*** Opening of Given text ***
What follows is the outline detail for the visit:
Tuesday 23 June
The Queen and The Duke of Edinburgh will arrive at Berlin Tegel airport in the early evening and will be received by an honour guard and 21 gun salute.
Wednesday 24th June
The Queen and The Duke of Edinburgh will be ceremonially welcomed with military honours at Bellevue Palace, the official residence of President Gauck. They will then travel by boat along the River Spree, to the Chancellery where The Queen will meet Chancellor Angela Merkel. The Queen will then lay a wreath at Germany’s Central Memorial for the victims of war and dictatorship. In the afternoon, The Queen and The Duke of Edinburgh will attend the 50th anniversary of the Queen’s Lecture at Berlin's University of Technology, to be delivered by Neil MacGregor. That evening The Queen and The Duke of Edinburgh will return to Bellevue Palace for a State Banquet hosted by President Gauck.
*** Close of Given text ***
*** Opening of Dataset content ***
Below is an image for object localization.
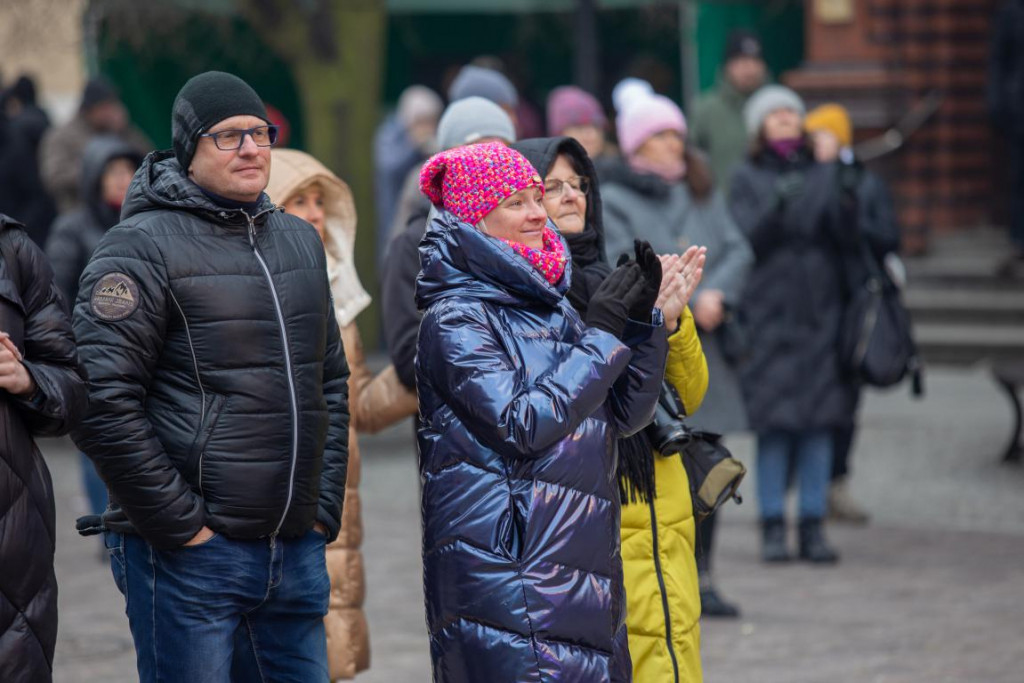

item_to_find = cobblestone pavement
[43,368,1024,683]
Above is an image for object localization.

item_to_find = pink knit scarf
[502,227,567,285]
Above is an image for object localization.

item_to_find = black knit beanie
[171,71,270,172]
[723,29,764,61]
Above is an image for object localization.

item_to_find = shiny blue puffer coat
[417,213,667,683]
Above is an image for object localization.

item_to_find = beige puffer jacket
[266,150,417,680]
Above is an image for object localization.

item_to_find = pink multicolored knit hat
[420,142,544,225]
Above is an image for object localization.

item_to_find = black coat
[0,215,86,683]
[46,135,142,305]
[729,151,856,433]
[73,152,348,548]
[381,194,430,391]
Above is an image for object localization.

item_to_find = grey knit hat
[449,65,519,106]
[437,97,515,150]
[171,71,270,171]
[743,84,807,137]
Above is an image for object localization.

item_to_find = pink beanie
[420,142,544,225]
[548,85,608,135]
[615,95,687,157]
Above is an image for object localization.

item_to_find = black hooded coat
[0,214,86,683]
[511,137,654,503]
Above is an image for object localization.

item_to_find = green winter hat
[171,71,270,172]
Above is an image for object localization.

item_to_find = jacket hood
[416,210,572,310]
[266,150,371,327]
[121,150,274,225]
[79,135,142,227]
[510,136,604,258]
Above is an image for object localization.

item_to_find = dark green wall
[97,13,304,148]
[697,0,804,90]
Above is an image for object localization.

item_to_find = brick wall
[785,0,1002,251]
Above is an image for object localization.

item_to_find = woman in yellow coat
[266,150,417,681]
[512,137,708,683]
[622,308,708,683]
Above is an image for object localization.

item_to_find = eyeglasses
[544,175,590,197]
[200,126,278,152]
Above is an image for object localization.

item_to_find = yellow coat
[622,309,708,683]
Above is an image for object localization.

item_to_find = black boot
[761,517,793,562]
[800,517,839,564]
[700,584,739,618]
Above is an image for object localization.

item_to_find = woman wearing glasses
[602,95,753,634]
[513,137,708,682]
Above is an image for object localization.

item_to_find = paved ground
[44,368,1024,683]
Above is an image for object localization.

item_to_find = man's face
[725,56,766,95]
[188,116,270,202]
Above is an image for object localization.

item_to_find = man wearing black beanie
[73,72,348,683]
[690,30,767,195]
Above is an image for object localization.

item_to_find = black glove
[587,261,645,339]
[630,240,662,323]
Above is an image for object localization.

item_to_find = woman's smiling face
[478,187,548,250]
[544,155,587,233]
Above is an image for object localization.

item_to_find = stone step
[903,286,1024,325]
[913,322,1024,365]
[905,251,1024,292]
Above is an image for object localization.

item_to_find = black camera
[646,382,693,456]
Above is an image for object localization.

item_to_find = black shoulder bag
[839,164,924,396]
[647,382,746,522]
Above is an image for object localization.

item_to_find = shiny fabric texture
[417,212,667,683]
[622,317,709,683]
[72,152,349,549]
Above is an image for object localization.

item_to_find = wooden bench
[992,361,1024,463]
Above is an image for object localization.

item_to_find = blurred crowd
[0,24,929,681]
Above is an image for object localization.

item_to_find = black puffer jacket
[381,189,430,391]
[46,135,142,305]
[73,152,348,548]
[729,150,856,433]
[0,214,86,683]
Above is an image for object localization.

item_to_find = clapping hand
[656,247,708,332]
[0,332,36,395]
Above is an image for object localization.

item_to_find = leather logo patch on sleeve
[89,272,138,323]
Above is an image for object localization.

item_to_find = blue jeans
[104,531,331,683]
[758,429,834,519]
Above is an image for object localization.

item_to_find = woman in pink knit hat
[601,95,754,638]
[416,143,667,683]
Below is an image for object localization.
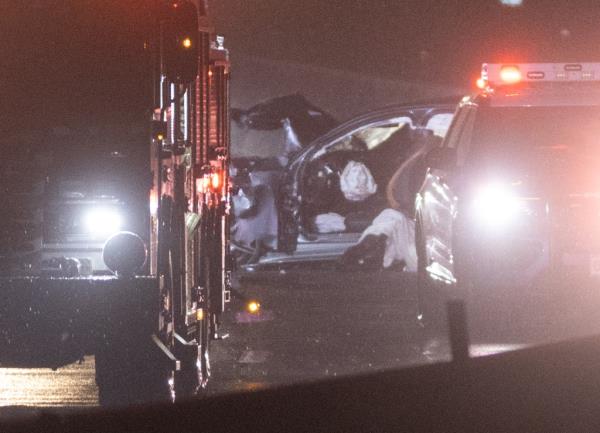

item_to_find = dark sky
[0,0,600,138]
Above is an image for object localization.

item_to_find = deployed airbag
[315,212,346,233]
[340,161,377,201]
[359,209,417,272]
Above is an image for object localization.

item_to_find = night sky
[0,0,600,140]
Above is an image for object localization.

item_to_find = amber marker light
[246,301,260,314]
[500,66,521,84]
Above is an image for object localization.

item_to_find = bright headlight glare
[473,183,524,226]
[85,209,122,235]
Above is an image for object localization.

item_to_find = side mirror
[427,147,456,170]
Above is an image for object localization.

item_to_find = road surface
[0,271,600,419]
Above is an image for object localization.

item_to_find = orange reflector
[500,66,521,84]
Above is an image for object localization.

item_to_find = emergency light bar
[477,63,600,89]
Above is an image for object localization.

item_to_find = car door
[416,103,476,283]
[277,103,455,254]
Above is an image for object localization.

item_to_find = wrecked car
[233,99,456,272]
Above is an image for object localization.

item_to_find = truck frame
[0,0,231,405]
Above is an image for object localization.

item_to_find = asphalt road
[0,271,600,419]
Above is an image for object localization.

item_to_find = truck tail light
[196,171,223,193]
[210,173,221,191]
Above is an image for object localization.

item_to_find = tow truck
[0,0,231,405]
[415,63,600,329]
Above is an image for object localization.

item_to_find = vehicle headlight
[84,208,123,236]
[472,182,525,227]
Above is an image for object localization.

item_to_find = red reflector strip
[527,71,546,80]
[565,63,582,71]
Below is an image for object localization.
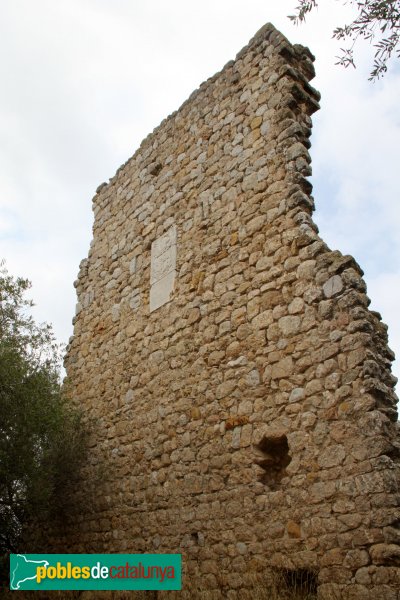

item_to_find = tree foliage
[0,263,85,555]
[289,0,400,81]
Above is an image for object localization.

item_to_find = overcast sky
[0,0,400,390]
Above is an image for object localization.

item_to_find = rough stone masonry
[62,24,400,600]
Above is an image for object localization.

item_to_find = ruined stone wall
[62,25,400,600]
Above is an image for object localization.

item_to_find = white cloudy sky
[0,0,400,390]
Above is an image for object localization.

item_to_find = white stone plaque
[150,225,176,312]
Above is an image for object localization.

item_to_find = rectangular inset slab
[150,271,176,312]
[150,225,176,312]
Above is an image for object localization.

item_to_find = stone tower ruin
[62,24,400,600]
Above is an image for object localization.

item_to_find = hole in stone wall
[281,569,318,598]
[255,435,292,490]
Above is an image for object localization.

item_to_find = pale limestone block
[150,245,176,284]
[150,271,176,312]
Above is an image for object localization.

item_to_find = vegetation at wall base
[0,262,86,580]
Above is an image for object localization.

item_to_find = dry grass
[1,570,317,600]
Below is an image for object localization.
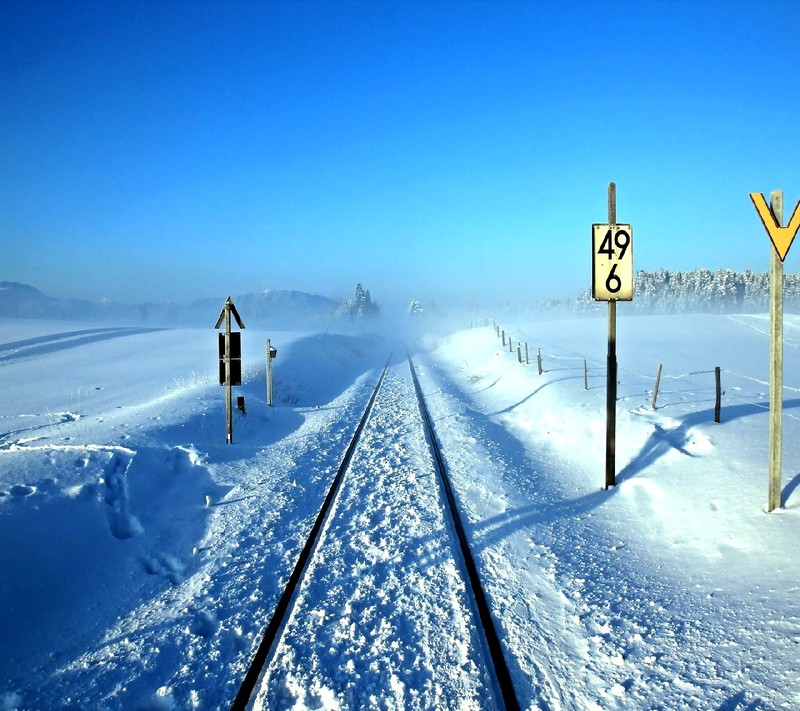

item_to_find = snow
[0,314,800,709]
*** Close of Dataset content ***
Required work:
• a. Rewrite the paragraph of the visit outline that begins "The Queen and The Duke of Edinburgh will be ceremonially welcomed" as a short list, keeping its main facts.
• b. Update the stretch of the visit outline from "Wednesday 24th June" through "by President Gauck.", replacing "President Gauck" with "the Federal President".

Response list:
• a.
- Ceremonial welcome with military honors at Bellevue Palace, President Gauck's official residence
- Boat journey along the River Spree to the Chancellery, where The Queen meets Chancellor Angela Merkel
- The Queen lays a wreath at Germany's Central Memorial for the victims of war and dictatorship
- Afternoon: the 50th anniversary of the Queen's Lecture at Berlin's University of Technology, delivered by Neil MacGregor
- Evening: return to Bellevue Palace for a State Banquet hosted by President Gauck

• b.
Wednesday 24th June
The Queen and The Duke of Edinburgh will be ceremonially welcomed with military honours at Bellevue Palace, the official residence of the Federal President. They will then travel by boat along the River Spree, to the Chancellery where The Queen will meet Chancellor Angela Merkel. The Queen will then lay a wreath at Germany’s Central Memorial for the victims of war and dictatorship. In the afternoon, The Queen and The Duke of Edinburgh will attend the 50th anniversary of the Queen’s Lecture at Berlin's University of Technology, to be delivered by Neil MacGregor. That evening The Queen and The Duke of Edinburgh will return to Bellevue Palace for a State Banquet hosted by the Federal President.